== GESTELLTE AUFGABE A ==
Beantworte anhand des folgenden Berichts über den EU-Ausschuss des Bundesrats diese Fragen:
(i) An welchem Tag bewertete der Ausschuss den Verordnungsvorschlag der Kommission?
(ii) Von wem darf das Risiko laut dem genannten Ziel nicht mehr getragen werden?
(iii) Welche beiden Gremien haben die internationalen Vorgaben und Standards festgelegt, auf die sich die Kommission stützt?

EU-Ausschuss des Bundesrats spricht sich für größere Differenzierung zwischen
großen und kleinen Bankinstituten aus
Wien (pk) - Mit gemischten Gefühlen bewertete der EU-Ausschuss des Bundesrats am 15.03. einen Verordnungsvorschlag
der Kommission, der darauf abzielt, noch bestehende Schwachstellen im europäischen Bankensystem zu beheben,
um Risiken besser zu erfassen und steuern zu können. Das Risiko dürfe nicht mehr von der Allgemeinheit
getragen werden, so das Ziel. Nach der Finanzkrise wurden zwar zahlreiche Reformen eingeleitet, um die Stabilität
und Widerstandsfähigkeit gegenüber zahlreichen Bedrohungen und Krisen zu stärken und zu gewährleisten,
es hätten aber noch nicht alle Schwachstellen beseitigt und alle notwendigen Reformen eingeleitet werden können,
argumentiert die Kommission ihren neuesten Verordnungsvorschlag. Sie stützt sich dabei vor allem auf internationale
Vorgaben und Standards, die kürzlich vom Basler Ausschuss für Bankenaufsicht und vom Rat für Finanzstabilität
(FSB) festgelegt wurden.

== GESTELLTE AUFGABE B ==
Zeige jede Zeile der folgenden Datensätze, in der die Zeichenfolge "woman" vorkommt.

== MATERIAL ZUR ÜBUNG ==
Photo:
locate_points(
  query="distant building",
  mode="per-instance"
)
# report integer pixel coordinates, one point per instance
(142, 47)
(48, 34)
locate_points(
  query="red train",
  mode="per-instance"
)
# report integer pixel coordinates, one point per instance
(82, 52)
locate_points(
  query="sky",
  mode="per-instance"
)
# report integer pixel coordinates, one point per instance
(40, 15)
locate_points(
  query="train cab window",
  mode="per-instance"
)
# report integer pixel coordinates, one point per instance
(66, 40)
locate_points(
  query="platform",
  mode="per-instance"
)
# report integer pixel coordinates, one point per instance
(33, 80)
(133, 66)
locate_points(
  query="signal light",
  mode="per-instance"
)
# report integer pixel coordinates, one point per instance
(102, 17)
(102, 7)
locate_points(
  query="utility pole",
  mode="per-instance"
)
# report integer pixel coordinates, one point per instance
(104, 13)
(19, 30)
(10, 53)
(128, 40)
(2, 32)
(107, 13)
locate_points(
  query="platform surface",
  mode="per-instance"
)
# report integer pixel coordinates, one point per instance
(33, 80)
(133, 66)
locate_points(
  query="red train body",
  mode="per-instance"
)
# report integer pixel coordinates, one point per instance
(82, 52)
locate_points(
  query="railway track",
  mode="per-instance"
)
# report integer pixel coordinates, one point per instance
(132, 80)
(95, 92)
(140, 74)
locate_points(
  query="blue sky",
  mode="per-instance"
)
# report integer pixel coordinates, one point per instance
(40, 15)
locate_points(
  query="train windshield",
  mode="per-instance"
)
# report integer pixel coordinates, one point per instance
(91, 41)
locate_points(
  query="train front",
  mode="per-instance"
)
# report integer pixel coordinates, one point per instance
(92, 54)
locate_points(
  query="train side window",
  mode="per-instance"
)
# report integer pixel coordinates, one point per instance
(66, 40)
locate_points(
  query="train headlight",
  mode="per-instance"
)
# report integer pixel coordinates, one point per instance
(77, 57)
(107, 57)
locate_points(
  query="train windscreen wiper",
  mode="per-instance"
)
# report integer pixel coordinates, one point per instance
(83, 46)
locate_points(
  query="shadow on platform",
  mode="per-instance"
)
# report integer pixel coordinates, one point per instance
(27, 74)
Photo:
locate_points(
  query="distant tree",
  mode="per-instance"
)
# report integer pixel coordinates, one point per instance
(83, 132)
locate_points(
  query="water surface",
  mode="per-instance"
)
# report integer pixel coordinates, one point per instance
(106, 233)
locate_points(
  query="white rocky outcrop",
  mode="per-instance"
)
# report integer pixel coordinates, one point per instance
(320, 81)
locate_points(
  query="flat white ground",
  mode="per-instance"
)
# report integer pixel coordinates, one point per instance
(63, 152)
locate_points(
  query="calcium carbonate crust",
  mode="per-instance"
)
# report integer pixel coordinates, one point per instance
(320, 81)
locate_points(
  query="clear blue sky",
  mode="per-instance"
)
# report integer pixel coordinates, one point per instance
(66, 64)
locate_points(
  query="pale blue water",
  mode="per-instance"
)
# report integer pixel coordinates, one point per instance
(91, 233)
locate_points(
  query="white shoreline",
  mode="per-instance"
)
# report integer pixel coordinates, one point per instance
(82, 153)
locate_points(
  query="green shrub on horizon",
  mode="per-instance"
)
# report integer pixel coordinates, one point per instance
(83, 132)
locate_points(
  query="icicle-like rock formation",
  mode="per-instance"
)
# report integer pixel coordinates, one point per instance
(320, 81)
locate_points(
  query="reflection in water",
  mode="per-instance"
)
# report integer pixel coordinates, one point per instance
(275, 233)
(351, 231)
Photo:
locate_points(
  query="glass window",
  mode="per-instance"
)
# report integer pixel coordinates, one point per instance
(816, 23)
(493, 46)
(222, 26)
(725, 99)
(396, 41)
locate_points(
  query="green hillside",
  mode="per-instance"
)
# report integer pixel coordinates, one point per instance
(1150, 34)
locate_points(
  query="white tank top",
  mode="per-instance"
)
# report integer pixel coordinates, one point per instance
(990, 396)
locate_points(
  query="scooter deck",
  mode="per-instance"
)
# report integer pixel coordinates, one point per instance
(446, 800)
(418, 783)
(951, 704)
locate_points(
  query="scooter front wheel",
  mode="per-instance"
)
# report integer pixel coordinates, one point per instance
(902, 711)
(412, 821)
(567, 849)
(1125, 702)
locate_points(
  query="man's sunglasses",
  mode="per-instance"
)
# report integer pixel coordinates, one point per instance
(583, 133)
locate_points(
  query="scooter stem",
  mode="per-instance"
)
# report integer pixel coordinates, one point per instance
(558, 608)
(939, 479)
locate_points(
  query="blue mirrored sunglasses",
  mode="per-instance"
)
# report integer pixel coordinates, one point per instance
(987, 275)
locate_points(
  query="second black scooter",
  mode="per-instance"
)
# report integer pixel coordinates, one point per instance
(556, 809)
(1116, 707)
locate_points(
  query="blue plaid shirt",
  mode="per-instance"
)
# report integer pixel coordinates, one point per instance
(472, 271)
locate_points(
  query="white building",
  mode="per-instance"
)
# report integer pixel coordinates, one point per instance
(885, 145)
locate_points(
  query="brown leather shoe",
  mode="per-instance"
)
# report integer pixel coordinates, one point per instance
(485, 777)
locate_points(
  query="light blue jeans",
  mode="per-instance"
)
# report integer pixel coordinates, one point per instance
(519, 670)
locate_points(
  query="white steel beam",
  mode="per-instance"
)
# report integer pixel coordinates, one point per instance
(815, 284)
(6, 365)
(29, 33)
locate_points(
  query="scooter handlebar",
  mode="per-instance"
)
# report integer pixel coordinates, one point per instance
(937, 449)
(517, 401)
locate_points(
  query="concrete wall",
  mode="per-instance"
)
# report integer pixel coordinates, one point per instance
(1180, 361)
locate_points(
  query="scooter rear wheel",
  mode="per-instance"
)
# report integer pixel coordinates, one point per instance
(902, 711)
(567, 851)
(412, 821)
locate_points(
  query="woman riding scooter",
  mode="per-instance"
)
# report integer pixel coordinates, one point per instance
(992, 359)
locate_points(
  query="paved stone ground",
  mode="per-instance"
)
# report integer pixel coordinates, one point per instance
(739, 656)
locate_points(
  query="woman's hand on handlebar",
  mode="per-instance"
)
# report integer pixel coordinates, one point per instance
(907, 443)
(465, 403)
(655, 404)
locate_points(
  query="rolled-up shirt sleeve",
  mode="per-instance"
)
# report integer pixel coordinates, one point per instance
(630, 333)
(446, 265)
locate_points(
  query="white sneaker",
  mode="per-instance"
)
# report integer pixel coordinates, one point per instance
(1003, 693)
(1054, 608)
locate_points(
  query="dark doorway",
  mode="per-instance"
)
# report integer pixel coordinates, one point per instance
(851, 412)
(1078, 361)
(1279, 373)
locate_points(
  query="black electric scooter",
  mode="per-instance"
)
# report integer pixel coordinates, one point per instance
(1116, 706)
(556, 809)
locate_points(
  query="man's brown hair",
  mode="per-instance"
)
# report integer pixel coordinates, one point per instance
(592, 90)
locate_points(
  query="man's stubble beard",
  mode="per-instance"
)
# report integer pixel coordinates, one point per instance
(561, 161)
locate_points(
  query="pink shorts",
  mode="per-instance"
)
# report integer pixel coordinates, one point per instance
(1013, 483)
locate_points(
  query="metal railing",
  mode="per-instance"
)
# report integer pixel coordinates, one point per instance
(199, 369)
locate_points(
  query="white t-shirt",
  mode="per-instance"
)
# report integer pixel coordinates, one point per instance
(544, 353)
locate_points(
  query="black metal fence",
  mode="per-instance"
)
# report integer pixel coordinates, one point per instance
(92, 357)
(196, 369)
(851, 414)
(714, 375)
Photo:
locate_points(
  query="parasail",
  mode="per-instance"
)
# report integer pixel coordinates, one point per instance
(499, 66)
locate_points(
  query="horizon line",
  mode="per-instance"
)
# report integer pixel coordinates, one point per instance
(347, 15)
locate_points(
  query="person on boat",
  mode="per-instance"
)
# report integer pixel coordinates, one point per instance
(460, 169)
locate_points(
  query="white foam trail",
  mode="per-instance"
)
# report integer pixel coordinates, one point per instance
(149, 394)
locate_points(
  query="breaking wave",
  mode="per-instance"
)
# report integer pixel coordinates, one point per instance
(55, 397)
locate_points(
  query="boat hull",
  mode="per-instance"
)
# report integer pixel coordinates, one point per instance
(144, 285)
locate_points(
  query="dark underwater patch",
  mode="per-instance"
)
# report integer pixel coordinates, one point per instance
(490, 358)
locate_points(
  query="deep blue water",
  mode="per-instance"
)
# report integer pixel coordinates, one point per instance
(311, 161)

== SCHRIFTLICHE ANTWORT A ==
(i) Am 15.03.
(ii) Von der Allgemeinheit.
(iii) Der Basler Ausschuss für Bankenaufsicht und der Rat für Finanzstabilität (FSB).

== SCHRIFTLICHE ANTWORT B ==
  query="woman riding scooter",
  query="woman's hand on handlebar",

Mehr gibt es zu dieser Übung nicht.